- [TASK INSTRUCTIONS] Check every line of the entries for "below", and copy the lines that hold it.

- [THE RECORDS]

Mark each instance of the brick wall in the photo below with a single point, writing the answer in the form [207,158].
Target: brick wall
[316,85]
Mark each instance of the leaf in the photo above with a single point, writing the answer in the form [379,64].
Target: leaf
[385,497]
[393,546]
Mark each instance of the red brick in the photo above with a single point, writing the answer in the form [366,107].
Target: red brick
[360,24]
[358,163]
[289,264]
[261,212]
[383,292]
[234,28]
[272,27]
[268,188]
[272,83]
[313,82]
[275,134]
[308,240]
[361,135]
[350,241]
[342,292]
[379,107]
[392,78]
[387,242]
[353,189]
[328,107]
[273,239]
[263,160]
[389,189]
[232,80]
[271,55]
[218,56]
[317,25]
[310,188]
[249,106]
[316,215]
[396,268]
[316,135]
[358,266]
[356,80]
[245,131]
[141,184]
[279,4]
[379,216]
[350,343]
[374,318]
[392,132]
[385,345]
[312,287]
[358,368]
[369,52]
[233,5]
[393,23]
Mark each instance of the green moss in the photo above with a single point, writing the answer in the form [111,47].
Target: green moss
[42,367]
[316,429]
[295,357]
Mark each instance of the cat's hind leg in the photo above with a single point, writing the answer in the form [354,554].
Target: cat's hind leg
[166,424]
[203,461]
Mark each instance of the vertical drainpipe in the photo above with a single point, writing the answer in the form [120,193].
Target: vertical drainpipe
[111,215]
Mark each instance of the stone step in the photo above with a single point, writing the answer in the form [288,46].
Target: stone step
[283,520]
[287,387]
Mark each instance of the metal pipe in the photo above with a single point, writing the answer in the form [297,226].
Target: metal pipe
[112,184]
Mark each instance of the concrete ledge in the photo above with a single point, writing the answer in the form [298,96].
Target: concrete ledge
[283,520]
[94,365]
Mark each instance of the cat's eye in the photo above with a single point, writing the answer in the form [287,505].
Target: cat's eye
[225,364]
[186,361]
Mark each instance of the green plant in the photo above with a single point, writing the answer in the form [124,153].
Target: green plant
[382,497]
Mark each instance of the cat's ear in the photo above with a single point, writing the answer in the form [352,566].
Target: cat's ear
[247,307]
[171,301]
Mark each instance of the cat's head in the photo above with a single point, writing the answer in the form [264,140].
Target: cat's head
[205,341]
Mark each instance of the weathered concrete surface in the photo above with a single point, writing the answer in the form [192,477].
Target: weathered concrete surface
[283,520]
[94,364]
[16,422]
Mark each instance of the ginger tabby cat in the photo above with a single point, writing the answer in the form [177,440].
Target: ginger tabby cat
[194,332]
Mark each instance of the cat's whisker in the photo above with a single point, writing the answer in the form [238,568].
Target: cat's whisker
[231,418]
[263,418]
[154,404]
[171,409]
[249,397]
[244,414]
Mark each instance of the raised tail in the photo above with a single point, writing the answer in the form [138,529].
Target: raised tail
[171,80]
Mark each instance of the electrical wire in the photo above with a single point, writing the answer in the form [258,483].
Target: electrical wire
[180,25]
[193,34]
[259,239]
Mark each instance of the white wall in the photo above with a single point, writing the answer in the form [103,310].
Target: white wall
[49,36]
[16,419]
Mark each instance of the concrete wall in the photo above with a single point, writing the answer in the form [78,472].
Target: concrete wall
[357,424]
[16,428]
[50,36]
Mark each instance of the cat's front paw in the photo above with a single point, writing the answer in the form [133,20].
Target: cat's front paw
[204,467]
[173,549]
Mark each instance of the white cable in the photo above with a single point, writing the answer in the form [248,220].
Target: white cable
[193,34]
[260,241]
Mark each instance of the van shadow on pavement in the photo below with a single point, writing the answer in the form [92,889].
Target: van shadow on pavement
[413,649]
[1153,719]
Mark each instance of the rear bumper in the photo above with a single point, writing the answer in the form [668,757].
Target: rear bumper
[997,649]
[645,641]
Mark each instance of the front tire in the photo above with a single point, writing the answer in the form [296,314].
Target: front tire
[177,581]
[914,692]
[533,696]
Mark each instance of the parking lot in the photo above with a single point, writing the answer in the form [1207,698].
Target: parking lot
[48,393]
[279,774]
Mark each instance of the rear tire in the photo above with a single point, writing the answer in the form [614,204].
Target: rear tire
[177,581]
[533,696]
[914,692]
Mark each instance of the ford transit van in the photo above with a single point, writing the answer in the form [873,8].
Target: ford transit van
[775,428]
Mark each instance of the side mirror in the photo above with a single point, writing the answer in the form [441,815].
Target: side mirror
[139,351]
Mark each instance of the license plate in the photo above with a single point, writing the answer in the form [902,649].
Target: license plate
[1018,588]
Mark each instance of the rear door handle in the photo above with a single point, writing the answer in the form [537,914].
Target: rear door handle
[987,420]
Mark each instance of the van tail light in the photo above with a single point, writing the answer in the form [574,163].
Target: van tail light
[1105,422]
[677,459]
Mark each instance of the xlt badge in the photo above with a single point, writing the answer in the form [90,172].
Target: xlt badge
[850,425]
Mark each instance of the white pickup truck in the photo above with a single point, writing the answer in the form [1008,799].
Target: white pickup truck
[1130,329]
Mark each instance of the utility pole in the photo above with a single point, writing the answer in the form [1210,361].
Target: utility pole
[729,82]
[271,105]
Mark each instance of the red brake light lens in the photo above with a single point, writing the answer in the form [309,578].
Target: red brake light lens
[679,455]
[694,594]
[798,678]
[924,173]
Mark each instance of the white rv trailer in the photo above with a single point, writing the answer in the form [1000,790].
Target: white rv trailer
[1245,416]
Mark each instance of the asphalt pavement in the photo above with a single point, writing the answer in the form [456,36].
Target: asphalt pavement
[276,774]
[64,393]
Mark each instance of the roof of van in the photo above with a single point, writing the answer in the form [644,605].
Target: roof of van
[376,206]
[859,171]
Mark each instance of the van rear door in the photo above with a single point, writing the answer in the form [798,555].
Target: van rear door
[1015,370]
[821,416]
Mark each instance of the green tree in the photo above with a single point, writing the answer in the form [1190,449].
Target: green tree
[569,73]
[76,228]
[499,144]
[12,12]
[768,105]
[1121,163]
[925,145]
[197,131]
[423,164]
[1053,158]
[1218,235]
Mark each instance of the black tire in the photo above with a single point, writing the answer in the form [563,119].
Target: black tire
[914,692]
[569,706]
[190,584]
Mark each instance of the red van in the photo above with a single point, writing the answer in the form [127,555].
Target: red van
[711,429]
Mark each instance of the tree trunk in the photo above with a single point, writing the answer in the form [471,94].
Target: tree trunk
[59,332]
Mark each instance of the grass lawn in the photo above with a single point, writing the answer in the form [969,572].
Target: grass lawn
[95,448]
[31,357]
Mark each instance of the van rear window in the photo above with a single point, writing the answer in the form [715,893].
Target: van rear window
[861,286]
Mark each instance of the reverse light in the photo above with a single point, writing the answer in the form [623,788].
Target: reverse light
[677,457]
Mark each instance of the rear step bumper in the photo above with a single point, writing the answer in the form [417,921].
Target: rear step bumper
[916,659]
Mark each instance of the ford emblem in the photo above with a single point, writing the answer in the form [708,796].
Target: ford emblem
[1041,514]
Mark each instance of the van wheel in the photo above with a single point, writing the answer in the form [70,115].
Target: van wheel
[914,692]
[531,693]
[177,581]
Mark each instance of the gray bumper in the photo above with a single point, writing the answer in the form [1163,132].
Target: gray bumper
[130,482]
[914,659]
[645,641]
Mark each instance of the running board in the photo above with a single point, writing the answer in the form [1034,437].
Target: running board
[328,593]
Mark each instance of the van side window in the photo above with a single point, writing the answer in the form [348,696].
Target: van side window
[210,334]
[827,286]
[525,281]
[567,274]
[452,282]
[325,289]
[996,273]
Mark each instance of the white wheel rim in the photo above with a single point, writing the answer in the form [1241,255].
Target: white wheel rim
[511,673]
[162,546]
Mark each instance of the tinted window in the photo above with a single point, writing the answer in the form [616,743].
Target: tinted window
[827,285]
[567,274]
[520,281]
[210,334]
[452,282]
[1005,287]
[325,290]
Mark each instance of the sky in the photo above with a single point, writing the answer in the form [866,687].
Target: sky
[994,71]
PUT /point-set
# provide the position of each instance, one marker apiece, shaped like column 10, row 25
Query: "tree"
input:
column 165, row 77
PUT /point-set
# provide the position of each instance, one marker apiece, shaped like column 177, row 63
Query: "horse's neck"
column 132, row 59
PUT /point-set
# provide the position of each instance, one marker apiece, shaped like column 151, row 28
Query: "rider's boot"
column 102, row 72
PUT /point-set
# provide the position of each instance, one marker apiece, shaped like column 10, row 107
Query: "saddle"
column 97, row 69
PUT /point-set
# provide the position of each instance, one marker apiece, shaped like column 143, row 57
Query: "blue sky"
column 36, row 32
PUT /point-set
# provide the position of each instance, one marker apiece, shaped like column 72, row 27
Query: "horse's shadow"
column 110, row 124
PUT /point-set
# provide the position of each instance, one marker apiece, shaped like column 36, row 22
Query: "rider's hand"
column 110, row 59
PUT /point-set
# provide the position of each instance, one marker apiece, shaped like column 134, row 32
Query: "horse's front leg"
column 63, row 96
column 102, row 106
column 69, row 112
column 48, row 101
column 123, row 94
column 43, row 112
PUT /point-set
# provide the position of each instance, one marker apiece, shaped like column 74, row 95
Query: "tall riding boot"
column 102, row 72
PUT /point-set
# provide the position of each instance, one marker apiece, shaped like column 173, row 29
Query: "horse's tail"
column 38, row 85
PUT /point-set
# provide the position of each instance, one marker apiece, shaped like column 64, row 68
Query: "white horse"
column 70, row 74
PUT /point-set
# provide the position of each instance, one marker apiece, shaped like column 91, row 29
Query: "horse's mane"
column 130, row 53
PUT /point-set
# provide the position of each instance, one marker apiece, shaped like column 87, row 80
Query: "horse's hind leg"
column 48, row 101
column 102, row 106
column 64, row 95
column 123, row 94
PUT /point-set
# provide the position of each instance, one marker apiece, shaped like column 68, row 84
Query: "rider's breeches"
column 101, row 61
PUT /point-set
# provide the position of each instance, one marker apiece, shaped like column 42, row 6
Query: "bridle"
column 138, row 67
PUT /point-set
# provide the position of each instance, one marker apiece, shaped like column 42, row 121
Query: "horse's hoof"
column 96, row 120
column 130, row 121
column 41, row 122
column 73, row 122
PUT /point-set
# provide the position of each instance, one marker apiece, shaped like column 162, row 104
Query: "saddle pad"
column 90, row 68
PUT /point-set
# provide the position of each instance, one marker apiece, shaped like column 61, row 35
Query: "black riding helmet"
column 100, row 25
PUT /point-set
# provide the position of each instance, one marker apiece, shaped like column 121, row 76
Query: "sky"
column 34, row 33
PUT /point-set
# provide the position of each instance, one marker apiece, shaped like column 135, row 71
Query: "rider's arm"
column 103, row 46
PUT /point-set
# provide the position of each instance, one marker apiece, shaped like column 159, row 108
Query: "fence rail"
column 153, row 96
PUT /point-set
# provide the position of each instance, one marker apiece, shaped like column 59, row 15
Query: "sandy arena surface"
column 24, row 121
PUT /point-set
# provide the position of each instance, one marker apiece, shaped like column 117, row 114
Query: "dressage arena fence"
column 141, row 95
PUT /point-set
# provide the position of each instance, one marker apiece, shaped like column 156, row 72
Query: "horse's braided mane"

- [TASK OUTPUT]
Mark each instance of the brick wall in the photo below with a single point, writing the answer in the form [207,158].
Mark each instance of the van shadow on pavement in the photo below with a single point, writing the answer in the form [92,889].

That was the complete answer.